-- start of The input --
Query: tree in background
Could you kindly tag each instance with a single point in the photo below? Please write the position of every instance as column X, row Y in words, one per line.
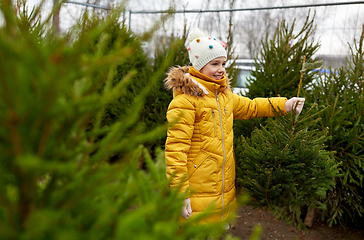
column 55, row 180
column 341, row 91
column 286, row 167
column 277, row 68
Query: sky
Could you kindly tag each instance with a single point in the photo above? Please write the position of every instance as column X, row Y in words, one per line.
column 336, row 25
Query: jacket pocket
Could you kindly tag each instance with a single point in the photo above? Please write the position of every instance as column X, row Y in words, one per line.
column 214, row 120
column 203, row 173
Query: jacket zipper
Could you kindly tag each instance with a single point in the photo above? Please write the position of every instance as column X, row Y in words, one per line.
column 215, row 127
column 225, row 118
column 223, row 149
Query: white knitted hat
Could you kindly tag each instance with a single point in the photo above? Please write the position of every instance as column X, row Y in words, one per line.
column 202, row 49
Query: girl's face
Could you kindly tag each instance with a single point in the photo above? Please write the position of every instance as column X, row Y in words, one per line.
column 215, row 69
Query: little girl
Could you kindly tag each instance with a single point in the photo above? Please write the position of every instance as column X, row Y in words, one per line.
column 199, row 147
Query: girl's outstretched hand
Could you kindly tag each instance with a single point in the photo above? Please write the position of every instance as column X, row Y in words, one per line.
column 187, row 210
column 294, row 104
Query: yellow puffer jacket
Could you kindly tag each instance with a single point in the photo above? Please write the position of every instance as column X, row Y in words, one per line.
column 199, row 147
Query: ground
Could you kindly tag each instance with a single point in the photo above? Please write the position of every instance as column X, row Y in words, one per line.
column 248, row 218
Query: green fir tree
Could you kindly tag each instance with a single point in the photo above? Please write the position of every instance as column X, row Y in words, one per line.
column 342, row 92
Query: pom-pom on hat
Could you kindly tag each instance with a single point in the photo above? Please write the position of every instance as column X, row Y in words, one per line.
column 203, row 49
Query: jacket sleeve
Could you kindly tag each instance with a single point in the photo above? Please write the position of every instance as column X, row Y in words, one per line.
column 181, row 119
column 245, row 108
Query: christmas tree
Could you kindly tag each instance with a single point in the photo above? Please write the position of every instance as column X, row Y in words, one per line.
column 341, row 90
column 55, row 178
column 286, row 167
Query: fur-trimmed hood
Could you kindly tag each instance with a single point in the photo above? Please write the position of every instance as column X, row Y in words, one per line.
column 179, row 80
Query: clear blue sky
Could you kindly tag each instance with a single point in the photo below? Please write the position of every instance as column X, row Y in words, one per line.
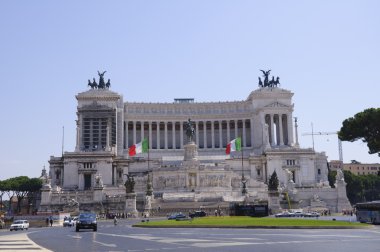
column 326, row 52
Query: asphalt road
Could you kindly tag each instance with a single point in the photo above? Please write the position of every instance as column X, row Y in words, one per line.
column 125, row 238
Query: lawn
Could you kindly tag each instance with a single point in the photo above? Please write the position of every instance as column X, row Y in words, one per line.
-- end of The input --
-- start of The input --
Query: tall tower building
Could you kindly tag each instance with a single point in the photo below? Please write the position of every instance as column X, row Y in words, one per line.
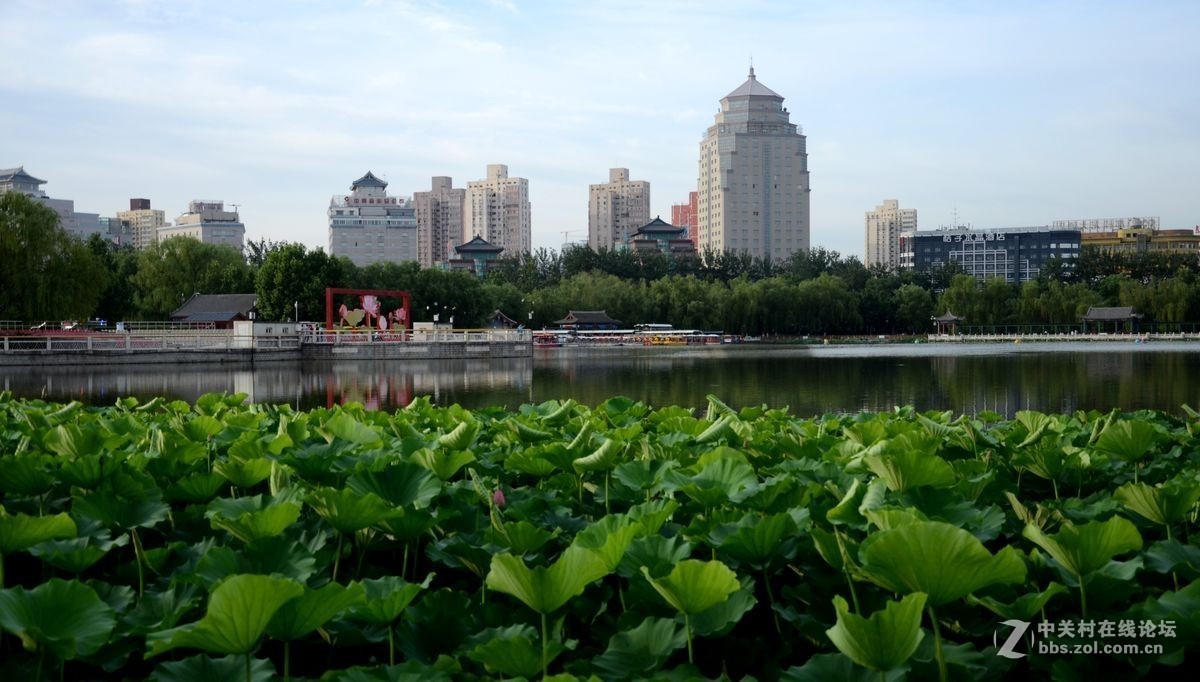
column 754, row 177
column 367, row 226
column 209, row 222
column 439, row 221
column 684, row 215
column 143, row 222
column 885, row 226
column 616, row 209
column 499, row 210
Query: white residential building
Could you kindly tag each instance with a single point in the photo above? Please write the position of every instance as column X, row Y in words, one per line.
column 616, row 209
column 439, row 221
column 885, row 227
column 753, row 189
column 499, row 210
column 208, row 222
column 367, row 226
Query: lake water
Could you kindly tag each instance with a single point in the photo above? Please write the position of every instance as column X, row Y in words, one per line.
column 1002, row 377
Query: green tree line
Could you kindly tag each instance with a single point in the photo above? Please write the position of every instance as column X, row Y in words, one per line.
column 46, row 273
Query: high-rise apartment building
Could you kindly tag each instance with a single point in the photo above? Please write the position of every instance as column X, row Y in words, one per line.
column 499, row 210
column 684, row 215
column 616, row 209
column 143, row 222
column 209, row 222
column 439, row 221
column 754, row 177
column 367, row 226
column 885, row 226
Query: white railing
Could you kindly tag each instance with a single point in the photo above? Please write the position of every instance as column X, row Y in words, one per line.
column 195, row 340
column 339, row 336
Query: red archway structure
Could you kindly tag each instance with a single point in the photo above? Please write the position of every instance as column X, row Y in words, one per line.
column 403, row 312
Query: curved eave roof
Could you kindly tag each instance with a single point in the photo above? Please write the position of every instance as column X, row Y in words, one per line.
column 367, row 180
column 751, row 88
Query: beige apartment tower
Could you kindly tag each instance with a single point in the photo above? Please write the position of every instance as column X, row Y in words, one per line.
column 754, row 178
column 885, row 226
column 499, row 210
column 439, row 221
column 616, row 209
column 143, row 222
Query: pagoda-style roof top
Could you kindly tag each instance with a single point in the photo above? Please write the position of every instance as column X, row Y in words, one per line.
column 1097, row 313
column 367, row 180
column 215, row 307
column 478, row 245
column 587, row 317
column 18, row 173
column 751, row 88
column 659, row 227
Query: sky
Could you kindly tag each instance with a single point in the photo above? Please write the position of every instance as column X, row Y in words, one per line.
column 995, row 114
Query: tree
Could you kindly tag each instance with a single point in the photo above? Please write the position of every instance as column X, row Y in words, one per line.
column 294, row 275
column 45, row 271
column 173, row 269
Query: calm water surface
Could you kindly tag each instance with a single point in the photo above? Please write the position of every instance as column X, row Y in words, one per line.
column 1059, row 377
-- end of The input --
• **What is required**:
Reproduce the stretch from the line containing "Query: ground" through the line containing "column 245, row 108", swapping "pom-pom on hat" for "hat pom-pom" and keeping everything else the same.

• **Solution below**:
Query: ground
Could you kindly tag each instance with a single point in the photo above? Please write the position of every instance as column X, row Y in words, one per line.
column 248, row 218
Query: green fir tree
Could you kindly tag each instance with a single point in the photo above? Please write the position of every instance as column X, row Y in words, one per line.
column 342, row 92
Query: hat pom-pom
Could you kindly tag each instance with a single point in the photo above? Please write the position of every instance as column X, row Y in words, one per line.
column 203, row 49
Query: jacket sleeve
Could you kindly tag each instance with a single point in the photo above? Please write the position of every instance as column X, row Y in words, one per line.
column 181, row 119
column 245, row 108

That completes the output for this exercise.